##### Material for the task #####

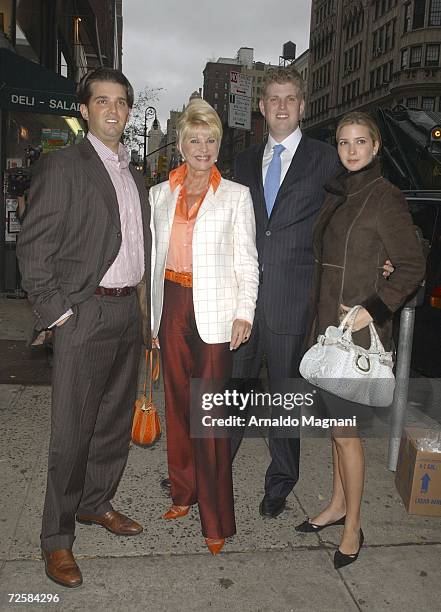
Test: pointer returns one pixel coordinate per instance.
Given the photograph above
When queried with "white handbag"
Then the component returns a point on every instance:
(349, 371)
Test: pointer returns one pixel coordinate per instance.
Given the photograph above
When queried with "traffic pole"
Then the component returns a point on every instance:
(404, 355)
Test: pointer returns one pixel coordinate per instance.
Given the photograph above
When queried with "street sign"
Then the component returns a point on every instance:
(240, 101)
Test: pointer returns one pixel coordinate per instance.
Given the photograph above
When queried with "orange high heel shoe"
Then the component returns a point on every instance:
(215, 546)
(176, 512)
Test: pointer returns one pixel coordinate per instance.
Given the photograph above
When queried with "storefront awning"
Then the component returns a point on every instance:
(28, 87)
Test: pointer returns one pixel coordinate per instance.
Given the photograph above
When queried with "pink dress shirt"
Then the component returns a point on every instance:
(128, 268)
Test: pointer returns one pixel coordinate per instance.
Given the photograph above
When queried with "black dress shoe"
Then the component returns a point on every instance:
(308, 527)
(341, 560)
(166, 485)
(270, 507)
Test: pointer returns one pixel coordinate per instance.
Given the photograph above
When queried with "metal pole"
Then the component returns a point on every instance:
(144, 165)
(399, 405)
(149, 112)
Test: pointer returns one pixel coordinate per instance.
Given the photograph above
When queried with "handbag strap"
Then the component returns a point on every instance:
(348, 323)
(152, 370)
(376, 345)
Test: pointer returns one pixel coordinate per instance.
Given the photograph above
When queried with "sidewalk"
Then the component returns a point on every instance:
(267, 566)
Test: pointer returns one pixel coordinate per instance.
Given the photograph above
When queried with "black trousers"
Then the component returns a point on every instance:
(283, 354)
(96, 356)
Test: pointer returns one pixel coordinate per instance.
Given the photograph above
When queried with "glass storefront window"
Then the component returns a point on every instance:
(6, 15)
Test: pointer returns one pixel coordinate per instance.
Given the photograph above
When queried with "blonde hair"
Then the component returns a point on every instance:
(283, 75)
(198, 113)
(360, 118)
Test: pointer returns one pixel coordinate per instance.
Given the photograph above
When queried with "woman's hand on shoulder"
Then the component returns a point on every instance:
(240, 333)
(362, 319)
(388, 268)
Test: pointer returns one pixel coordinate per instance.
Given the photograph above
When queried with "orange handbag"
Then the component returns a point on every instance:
(146, 427)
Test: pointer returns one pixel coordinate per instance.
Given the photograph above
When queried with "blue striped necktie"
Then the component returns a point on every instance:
(272, 178)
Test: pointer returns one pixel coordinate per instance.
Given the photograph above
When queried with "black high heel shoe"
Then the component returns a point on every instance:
(308, 527)
(341, 560)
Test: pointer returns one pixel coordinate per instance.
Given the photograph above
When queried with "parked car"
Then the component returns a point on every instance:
(425, 207)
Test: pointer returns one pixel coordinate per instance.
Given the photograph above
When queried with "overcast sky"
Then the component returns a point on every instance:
(167, 43)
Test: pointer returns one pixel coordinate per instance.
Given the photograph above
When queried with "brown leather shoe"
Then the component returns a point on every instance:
(62, 568)
(113, 521)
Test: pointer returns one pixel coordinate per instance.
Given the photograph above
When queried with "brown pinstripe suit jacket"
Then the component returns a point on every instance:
(72, 234)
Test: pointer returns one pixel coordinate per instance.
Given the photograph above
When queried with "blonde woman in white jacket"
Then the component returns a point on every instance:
(204, 292)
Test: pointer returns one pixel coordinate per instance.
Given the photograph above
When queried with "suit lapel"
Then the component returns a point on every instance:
(209, 201)
(296, 168)
(98, 174)
(143, 198)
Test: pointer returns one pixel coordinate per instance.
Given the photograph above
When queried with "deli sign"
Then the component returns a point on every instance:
(40, 102)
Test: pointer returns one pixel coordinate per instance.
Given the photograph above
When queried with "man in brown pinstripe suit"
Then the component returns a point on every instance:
(84, 250)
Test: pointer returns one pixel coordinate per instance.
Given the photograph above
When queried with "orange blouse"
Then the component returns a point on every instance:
(179, 256)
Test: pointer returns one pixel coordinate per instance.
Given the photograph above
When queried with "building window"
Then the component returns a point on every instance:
(415, 56)
(435, 13)
(432, 55)
(428, 103)
(404, 58)
(407, 18)
(419, 11)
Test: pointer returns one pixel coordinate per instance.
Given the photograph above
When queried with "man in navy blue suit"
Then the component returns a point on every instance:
(286, 176)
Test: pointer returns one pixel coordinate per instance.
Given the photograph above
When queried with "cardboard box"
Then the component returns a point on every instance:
(418, 475)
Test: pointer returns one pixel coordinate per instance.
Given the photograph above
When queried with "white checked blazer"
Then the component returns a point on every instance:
(225, 268)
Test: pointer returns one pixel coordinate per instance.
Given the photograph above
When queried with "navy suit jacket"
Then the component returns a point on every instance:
(284, 240)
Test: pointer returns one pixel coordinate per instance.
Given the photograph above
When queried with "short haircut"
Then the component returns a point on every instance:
(360, 118)
(283, 75)
(84, 90)
(198, 113)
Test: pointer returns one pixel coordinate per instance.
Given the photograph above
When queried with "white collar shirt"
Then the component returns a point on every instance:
(290, 143)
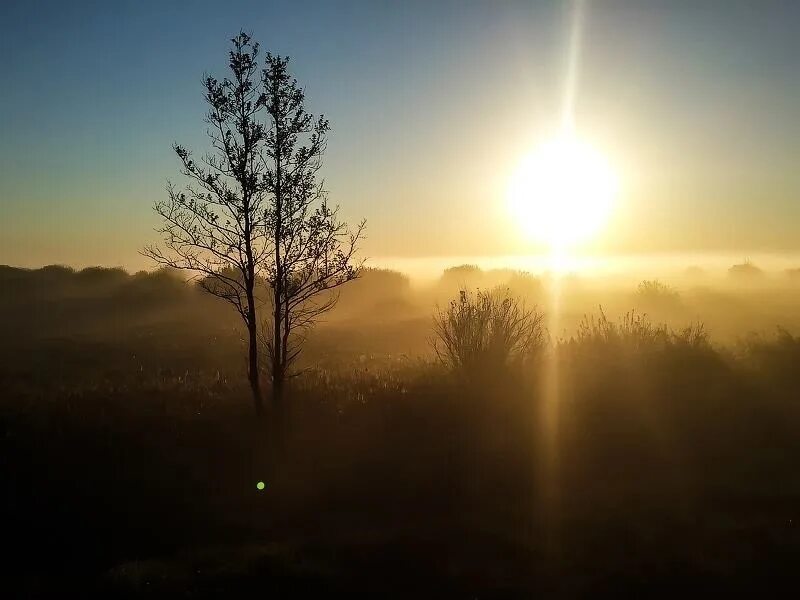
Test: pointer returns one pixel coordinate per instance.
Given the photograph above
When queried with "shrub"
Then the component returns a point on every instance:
(634, 333)
(487, 332)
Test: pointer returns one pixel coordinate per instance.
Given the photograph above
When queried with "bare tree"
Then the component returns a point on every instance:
(215, 226)
(313, 251)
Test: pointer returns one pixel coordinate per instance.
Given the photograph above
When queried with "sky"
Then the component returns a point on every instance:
(432, 105)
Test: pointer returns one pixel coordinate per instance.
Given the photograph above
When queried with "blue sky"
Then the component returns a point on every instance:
(431, 104)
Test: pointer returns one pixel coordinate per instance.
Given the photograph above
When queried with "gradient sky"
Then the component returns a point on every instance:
(696, 102)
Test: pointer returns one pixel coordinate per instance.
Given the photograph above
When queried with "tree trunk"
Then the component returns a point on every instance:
(252, 367)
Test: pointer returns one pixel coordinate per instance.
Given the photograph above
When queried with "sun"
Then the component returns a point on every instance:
(562, 193)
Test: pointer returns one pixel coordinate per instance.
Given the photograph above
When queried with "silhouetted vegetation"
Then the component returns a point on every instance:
(130, 456)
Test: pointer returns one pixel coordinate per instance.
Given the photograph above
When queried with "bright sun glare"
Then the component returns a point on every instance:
(562, 193)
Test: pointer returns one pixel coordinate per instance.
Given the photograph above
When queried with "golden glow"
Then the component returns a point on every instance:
(562, 193)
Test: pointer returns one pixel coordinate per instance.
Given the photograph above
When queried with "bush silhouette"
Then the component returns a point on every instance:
(487, 332)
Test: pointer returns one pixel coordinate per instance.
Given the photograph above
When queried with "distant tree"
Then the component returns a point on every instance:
(745, 270)
(312, 250)
(216, 226)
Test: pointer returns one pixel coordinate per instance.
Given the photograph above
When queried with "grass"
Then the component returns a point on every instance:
(129, 469)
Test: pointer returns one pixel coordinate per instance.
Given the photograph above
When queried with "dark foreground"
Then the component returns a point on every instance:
(648, 466)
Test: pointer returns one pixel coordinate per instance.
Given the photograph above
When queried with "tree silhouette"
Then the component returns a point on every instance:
(254, 213)
(313, 251)
(215, 226)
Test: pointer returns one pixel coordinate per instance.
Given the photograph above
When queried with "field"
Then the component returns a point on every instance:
(641, 453)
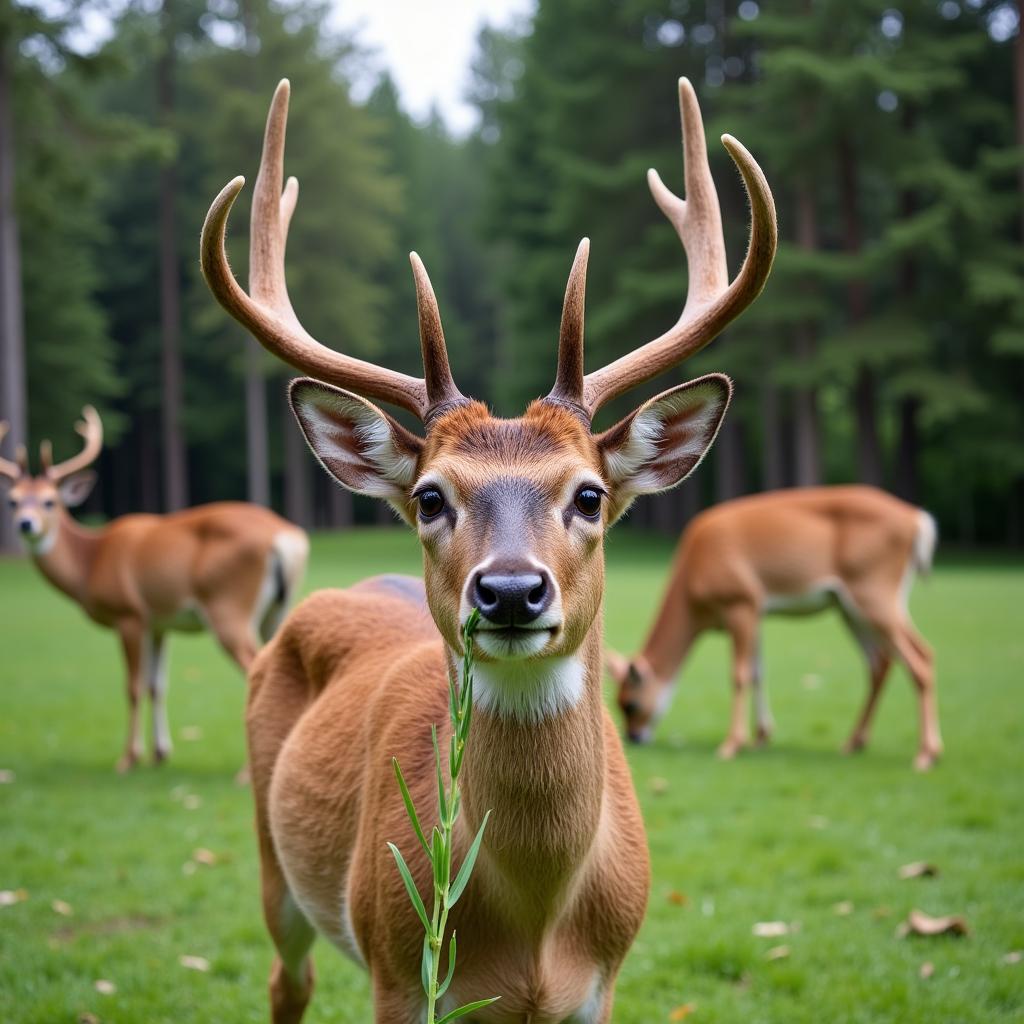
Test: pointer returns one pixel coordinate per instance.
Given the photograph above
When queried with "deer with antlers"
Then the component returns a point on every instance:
(511, 515)
(229, 567)
(791, 552)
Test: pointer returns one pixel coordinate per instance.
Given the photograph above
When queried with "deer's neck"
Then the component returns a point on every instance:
(67, 559)
(542, 775)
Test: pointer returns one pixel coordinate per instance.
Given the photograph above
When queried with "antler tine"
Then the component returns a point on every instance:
(712, 302)
(91, 429)
(12, 470)
(267, 313)
(568, 377)
(440, 387)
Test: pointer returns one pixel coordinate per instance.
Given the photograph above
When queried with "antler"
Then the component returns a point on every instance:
(266, 311)
(91, 429)
(12, 470)
(711, 303)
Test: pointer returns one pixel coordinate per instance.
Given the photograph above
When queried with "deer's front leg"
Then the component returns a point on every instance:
(132, 637)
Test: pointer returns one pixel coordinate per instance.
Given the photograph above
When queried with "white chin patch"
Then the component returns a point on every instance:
(526, 690)
(512, 645)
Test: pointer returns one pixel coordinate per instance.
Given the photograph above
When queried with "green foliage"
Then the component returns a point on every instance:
(781, 834)
(887, 133)
(438, 848)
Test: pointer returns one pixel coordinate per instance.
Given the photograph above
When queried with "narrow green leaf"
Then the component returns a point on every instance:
(467, 1009)
(438, 859)
(453, 701)
(410, 807)
(426, 965)
(414, 893)
(441, 799)
(448, 980)
(462, 879)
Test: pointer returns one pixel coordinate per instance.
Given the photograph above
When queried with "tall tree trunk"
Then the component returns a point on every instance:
(175, 470)
(12, 383)
(865, 388)
(907, 457)
(1015, 531)
(807, 425)
(257, 445)
(1019, 101)
(298, 505)
(257, 450)
(772, 454)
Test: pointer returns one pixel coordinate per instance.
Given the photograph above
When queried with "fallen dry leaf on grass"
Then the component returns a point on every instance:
(919, 923)
(770, 929)
(919, 869)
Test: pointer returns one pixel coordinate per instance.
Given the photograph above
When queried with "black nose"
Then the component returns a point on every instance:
(512, 598)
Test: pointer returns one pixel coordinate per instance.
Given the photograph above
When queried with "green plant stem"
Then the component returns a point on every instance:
(438, 847)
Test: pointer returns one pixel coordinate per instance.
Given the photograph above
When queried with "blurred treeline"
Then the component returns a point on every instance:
(888, 346)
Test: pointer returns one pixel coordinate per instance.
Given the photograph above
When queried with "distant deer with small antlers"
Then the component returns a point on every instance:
(790, 552)
(229, 567)
(511, 515)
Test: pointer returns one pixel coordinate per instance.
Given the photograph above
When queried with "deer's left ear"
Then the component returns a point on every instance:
(75, 488)
(662, 442)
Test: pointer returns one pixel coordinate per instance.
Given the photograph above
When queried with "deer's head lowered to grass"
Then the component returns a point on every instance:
(511, 515)
(37, 502)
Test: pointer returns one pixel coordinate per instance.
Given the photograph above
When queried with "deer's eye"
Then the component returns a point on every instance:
(431, 503)
(588, 502)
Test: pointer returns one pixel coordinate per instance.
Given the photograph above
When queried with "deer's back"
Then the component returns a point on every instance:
(786, 542)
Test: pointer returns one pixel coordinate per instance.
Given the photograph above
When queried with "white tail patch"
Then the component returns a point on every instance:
(925, 542)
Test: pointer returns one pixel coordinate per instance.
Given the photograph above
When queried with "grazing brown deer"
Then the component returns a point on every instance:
(511, 515)
(229, 567)
(790, 552)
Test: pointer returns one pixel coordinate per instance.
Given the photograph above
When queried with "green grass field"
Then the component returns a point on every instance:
(783, 834)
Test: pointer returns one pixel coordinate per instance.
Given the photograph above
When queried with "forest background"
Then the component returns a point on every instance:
(887, 348)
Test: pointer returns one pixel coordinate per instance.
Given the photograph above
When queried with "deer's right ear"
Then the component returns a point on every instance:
(357, 443)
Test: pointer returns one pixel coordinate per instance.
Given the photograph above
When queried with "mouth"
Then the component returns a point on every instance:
(513, 641)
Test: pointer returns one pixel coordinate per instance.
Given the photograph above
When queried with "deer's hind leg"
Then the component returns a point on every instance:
(291, 984)
(133, 644)
(741, 620)
(879, 658)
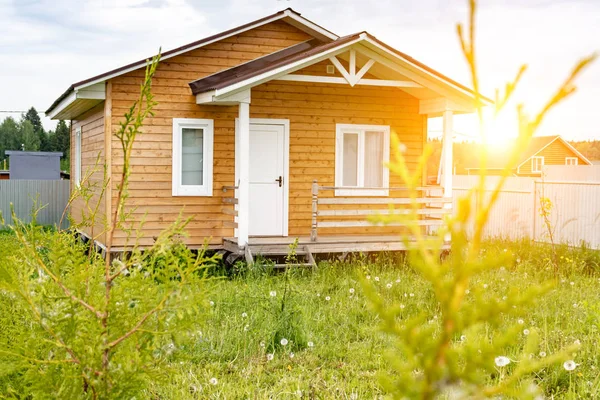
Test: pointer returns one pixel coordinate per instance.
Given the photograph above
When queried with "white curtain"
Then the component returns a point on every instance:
(373, 159)
(350, 160)
(192, 156)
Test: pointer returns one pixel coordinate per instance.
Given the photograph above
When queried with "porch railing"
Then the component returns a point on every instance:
(352, 211)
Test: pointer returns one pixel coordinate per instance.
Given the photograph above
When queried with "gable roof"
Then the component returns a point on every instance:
(536, 145)
(284, 61)
(291, 16)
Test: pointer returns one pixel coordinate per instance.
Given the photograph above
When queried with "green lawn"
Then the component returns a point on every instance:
(334, 346)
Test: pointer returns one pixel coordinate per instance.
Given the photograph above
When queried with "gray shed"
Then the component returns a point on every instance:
(34, 165)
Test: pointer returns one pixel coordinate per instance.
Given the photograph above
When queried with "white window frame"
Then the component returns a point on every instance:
(77, 171)
(569, 161)
(206, 189)
(340, 129)
(533, 163)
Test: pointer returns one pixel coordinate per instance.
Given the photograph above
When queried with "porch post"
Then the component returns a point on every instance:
(447, 162)
(244, 173)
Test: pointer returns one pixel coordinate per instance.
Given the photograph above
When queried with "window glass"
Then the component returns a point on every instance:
(373, 159)
(350, 160)
(192, 157)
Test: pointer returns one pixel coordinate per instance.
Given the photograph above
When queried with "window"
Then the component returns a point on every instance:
(360, 154)
(192, 157)
(537, 163)
(77, 171)
(571, 161)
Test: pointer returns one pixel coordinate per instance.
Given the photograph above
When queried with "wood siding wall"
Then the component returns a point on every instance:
(150, 188)
(554, 154)
(92, 159)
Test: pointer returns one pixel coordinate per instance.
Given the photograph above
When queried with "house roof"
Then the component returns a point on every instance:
(295, 16)
(536, 145)
(85, 94)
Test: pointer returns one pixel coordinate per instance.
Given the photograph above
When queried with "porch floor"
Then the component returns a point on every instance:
(272, 245)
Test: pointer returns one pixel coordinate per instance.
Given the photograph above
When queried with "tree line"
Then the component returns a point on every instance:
(28, 134)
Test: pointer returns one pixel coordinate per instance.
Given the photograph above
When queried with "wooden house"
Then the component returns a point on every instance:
(541, 151)
(266, 132)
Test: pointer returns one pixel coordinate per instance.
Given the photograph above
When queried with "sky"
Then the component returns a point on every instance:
(45, 45)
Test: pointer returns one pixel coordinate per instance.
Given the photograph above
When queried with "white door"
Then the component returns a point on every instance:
(268, 183)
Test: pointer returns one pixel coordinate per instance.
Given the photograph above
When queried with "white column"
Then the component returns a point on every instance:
(447, 163)
(244, 173)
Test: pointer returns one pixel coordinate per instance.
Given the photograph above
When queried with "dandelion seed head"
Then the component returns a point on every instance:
(570, 365)
(502, 361)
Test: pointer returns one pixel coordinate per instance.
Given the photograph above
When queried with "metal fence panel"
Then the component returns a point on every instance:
(53, 196)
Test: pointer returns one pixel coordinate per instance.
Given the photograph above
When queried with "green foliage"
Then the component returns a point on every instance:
(98, 327)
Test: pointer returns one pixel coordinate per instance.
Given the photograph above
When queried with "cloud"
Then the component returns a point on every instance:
(45, 45)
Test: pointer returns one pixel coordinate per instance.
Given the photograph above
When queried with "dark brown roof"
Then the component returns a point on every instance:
(282, 58)
(265, 64)
(168, 53)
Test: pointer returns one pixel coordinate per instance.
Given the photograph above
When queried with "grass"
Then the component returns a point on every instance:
(338, 350)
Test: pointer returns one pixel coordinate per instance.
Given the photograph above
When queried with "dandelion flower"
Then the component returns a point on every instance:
(502, 361)
(570, 365)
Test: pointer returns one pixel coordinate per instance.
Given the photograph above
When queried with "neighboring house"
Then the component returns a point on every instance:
(542, 151)
(34, 165)
(247, 119)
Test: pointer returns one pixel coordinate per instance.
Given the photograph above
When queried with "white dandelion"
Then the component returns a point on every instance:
(502, 361)
(570, 365)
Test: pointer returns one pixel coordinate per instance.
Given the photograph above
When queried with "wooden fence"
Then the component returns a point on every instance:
(52, 195)
(574, 217)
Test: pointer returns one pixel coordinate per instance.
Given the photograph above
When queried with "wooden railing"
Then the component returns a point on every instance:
(432, 211)
(229, 208)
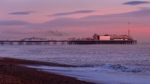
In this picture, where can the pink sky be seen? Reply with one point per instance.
(68, 18)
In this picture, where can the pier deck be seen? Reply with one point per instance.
(15, 42)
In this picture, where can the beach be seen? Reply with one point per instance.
(13, 71)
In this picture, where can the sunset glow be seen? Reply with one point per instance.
(24, 18)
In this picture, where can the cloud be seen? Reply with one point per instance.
(136, 3)
(21, 13)
(74, 12)
(12, 22)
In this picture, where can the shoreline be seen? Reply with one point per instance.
(12, 71)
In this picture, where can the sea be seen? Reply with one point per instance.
(106, 64)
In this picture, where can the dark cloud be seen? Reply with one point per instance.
(12, 22)
(136, 2)
(72, 13)
(21, 13)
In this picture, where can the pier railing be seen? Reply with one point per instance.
(15, 42)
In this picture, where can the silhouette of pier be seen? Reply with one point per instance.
(15, 42)
(43, 41)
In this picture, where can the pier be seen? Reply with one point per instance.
(62, 42)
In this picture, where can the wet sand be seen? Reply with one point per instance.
(12, 71)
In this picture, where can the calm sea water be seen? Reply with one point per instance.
(83, 55)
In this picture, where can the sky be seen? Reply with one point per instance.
(62, 19)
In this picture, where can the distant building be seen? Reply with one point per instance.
(111, 37)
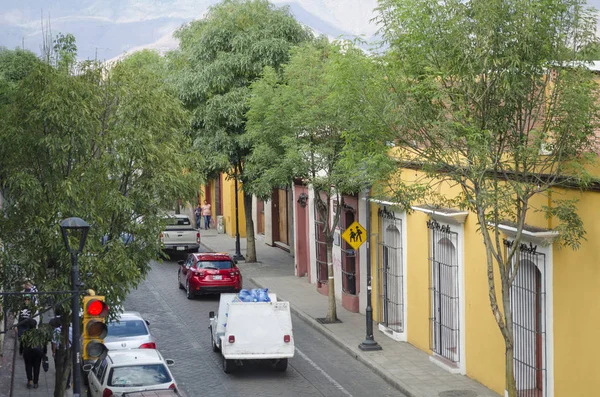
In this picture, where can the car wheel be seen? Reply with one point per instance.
(281, 365)
(188, 293)
(216, 348)
(228, 365)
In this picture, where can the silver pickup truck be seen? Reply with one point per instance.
(180, 235)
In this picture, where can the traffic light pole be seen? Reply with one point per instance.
(76, 332)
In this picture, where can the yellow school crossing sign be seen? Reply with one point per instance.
(355, 235)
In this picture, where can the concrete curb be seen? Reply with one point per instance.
(7, 362)
(343, 345)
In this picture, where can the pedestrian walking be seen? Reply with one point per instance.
(206, 214)
(29, 287)
(56, 342)
(33, 353)
(198, 213)
(23, 315)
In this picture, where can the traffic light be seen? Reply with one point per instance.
(95, 311)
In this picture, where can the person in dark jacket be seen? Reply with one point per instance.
(23, 317)
(32, 355)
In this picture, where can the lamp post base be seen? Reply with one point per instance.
(369, 345)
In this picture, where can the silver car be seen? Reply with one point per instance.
(129, 331)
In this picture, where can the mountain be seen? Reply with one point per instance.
(106, 29)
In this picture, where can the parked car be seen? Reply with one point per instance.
(120, 371)
(155, 393)
(179, 235)
(208, 273)
(129, 331)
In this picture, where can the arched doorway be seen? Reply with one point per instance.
(528, 309)
(444, 318)
(392, 278)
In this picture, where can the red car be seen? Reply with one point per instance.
(208, 273)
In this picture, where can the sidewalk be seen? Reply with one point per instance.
(46, 381)
(400, 364)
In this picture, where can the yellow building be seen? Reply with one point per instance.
(220, 194)
(431, 290)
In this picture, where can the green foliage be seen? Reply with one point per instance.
(490, 95)
(493, 97)
(65, 51)
(104, 145)
(220, 56)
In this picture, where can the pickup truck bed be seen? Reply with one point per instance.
(180, 235)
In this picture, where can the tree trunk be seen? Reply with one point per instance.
(331, 309)
(509, 338)
(250, 238)
(511, 385)
(63, 366)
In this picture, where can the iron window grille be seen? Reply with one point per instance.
(528, 304)
(443, 292)
(390, 271)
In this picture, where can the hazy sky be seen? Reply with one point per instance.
(109, 28)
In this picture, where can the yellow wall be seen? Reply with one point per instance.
(229, 207)
(576, 298)
(577, 308)
(484, 343)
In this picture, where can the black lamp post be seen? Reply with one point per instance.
(75, 230)
(238, 255)
(369, 343)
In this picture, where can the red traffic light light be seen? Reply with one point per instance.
(96, 308)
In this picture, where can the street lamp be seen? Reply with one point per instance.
(238, 255)
(75, 230)
(369, 343)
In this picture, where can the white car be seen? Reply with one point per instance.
(121, 371)
(129, 331)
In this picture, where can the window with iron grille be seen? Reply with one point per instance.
(443, 291)
(321, 250)
(390, 271)
(348, 255)
(528, 304)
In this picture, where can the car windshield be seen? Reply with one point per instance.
(178, 221)
(139, 375)
(123, 328)
(214, 265)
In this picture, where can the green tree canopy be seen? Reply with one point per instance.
(225, 52)
(494, 97)
(104, 145)
(296, 123)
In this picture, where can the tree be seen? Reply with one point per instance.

#####

→ Activity:
Wherever the word "orange" turns up in the material, copy the whole line.

→ Exercise solution:
When queried with "orange high heel shoe"
When queried with "orange handbag"
When queried with "orange blouse"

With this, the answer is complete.